▸ **Assigned task A**:
Answer these questions using the excerpt on rendering-aware RL for SVG:
(i) Which two kinds of reward are combined?
(ii) Where does all the data come from?
(iii) What does Rendering-Aware RL rely on, making each step more expensive than standard RLHF?
▸ **Assigned task B**: In the excerpt on rendering-aware RL for SVG, take the part that opens with the words containing "Limitations & Future" and closes with "an open question.". Rewrite it with "questionable" swapped for "uncertain".
▸ **Assigned task C**: Translate this sentence from the excerpt on rendering-aware RL for SVG into Spanish: "Rendering-Aware RL relies on real-time rendering via headless browsers and video encoder scoring, making each step much more expensive than standard RLHF, and difficult to reproduce in resource-constrained settings."

▸ **Selected excerpt**:
....

Using PE-Core-like video perception encoders for RL reward elegantly incorporates non-differentiable SVG rendering into the gradient chain: the combination of sparse +1/-1 format reward and dense semantic reward both prevents breakdowns and provides rich signals, serving as a template for other code-to-render tasks (HTML/CSS, shader, SQL→chart).

Limitations & Future Work¶

All data comes from Flaticon's Lottie-style works, which are structurally regular and come with IDs/groups; generalization to messy hand-crafted SVGs or tool-exported SVGs (no IDs, chaotic nesting, overuse of g wrappers) is questionable, and the authors explicitly note this as an open question.
Rendering-Aware RL relies on real-time rendering via headless browsers and video encoder scoring, making each step much more expensive than standard RLHF, and difficult to reproduce in resource-constrained settings.

....

(Recorded data)
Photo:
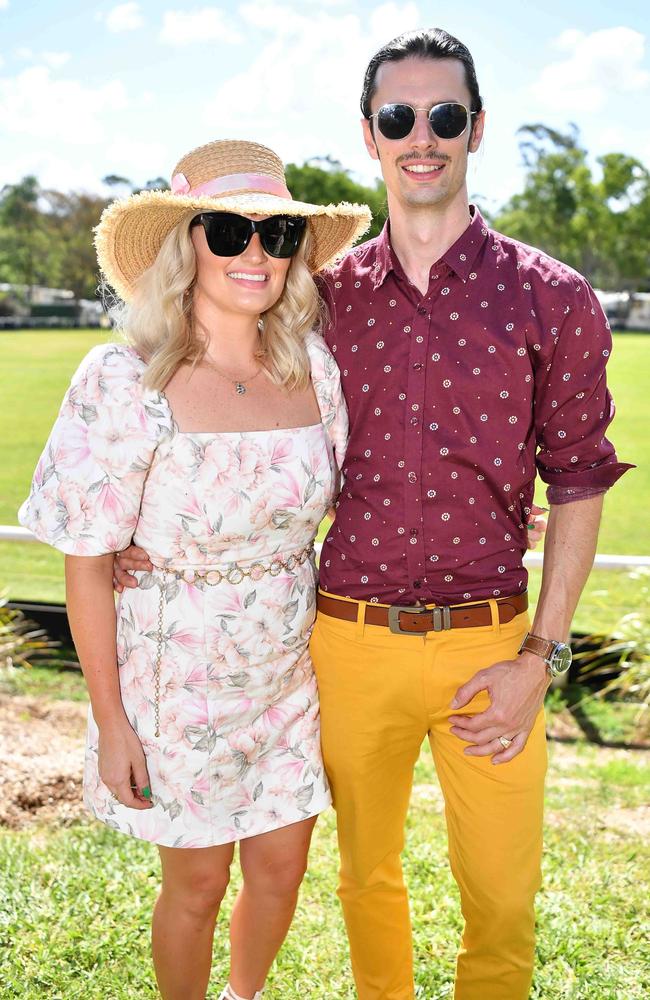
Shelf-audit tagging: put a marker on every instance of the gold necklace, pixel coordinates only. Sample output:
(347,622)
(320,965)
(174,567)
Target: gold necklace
(239,384)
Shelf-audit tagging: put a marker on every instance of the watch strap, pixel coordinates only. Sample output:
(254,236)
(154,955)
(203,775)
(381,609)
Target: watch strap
(540,647)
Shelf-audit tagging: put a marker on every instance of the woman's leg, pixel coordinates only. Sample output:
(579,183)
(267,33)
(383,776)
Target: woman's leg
(194,882)
(273,866)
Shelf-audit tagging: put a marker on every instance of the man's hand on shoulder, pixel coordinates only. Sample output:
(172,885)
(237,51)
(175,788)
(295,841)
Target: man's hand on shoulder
(516,689)
(126,563)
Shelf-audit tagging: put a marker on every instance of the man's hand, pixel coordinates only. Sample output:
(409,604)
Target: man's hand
(516,689)
(125,563)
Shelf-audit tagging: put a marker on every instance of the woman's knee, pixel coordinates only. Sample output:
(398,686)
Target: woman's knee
(275,876)
(199,890)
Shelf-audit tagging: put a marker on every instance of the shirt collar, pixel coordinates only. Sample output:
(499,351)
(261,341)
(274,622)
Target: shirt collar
(460,256)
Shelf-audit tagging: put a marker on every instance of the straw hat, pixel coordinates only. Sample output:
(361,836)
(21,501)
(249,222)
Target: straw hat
(223,176)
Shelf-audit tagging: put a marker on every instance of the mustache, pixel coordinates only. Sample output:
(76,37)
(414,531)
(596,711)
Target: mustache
(434,155)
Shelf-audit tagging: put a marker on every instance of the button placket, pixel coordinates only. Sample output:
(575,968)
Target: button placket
(414,408)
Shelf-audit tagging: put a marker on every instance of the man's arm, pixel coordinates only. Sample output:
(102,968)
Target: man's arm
(517,687)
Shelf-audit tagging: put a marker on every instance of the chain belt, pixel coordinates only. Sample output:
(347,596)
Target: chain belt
(235,574)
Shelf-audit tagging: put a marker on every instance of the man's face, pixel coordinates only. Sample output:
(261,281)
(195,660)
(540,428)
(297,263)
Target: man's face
(423,83)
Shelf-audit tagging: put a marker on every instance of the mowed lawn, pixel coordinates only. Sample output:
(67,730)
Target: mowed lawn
(35,371)
(76,899)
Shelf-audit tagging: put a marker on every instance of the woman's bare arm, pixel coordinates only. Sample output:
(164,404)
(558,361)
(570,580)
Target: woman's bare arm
(92,617)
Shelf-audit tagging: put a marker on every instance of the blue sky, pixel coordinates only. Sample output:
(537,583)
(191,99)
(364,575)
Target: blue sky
(88,89)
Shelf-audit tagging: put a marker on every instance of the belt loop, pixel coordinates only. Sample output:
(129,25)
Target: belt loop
(494,612)
(361,620)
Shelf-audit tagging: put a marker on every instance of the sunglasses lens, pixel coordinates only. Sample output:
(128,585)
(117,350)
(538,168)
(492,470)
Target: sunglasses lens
(281,234)
(395,121)
(227,235)
(448,121)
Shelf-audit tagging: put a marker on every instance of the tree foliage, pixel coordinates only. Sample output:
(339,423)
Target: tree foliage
(599,225)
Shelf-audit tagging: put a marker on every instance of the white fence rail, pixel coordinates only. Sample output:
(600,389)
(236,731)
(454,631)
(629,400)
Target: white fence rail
(9,533)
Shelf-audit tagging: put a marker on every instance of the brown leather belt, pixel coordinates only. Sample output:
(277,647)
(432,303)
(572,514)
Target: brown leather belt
(409,619)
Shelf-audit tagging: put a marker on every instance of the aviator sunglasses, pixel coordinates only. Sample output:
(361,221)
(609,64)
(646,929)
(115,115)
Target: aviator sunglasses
(447,121)
(228,235)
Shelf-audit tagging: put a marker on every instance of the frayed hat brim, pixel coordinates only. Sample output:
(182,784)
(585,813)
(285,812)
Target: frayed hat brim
(131,231)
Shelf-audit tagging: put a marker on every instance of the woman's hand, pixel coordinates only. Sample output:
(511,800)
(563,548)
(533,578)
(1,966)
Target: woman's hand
(133,558)
(123,766)
(536,525)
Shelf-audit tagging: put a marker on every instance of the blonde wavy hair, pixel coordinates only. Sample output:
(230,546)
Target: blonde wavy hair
(158,322)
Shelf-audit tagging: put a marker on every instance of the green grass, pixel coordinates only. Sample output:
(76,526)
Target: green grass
(76,905)
(36,370)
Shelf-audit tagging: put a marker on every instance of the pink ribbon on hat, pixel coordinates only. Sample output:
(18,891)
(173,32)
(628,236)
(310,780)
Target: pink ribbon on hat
(231,183)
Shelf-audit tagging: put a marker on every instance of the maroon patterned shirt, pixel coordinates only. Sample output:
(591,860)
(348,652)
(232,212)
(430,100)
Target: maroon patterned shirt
(456,399)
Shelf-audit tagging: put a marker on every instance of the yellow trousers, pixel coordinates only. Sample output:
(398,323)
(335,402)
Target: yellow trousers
(380,695)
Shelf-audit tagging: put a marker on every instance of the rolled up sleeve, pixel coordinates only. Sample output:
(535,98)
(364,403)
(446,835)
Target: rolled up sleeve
(573,406)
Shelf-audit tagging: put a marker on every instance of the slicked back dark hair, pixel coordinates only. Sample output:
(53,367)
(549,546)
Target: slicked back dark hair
(431,43)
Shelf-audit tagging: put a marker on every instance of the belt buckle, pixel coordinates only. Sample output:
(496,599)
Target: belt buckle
(441,618)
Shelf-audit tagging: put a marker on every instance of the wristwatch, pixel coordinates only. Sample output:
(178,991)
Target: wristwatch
(556,655)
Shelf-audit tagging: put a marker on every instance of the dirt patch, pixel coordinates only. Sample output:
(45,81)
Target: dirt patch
(41,760)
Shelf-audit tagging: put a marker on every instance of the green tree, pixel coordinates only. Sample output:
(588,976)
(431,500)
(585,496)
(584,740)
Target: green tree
(71,220)
(600,227)
(26,255)
(324,181)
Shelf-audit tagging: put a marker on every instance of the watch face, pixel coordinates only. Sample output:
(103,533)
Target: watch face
(560,658)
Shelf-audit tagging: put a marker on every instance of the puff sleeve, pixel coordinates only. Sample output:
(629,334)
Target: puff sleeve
(326,380)
(87,488)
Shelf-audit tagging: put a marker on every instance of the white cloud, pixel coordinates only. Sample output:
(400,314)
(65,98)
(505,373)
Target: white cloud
(300,94)
(207,24)
(52,59)
(33,103)
(311,66)
(600,65)
(55,60)
(124,17)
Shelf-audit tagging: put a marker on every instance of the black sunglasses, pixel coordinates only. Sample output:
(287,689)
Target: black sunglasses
(447,121)
(228,235)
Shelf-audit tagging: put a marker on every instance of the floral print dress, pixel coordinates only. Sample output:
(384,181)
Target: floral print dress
(213,657)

....

▸ **Exercise answer A**:
(i) A sparse +1/-1 format reward and a dense semantic reward.
(ii) Flaticon's Lottie-style works.
(iii) Real-time rendering via headless browsers and video encoder scoring.

▸ **Exercise answer B**:
Limitations & Future Work¶

All data comes from Flaticon's Lottie-style works, which are structurally regular and come with IDs/groups; generalization to messy hand-crafted SVGs or tool-exported SVGs (no IDs, chaotic nesting, overuse of g wrappers) is uncertain, and the authors explicitly note this as an open question.

▸ **Exercise answer C**: Rendering-Aware RL depende del renderizado en tiempo real mediante navegadores sin interfaz gráfica y de la puntuación con codificadores de video, lo que hace que cada paso sea mucho más costoso que el RLHF estándar y difícil de reproducir en entornos con recursos limitados.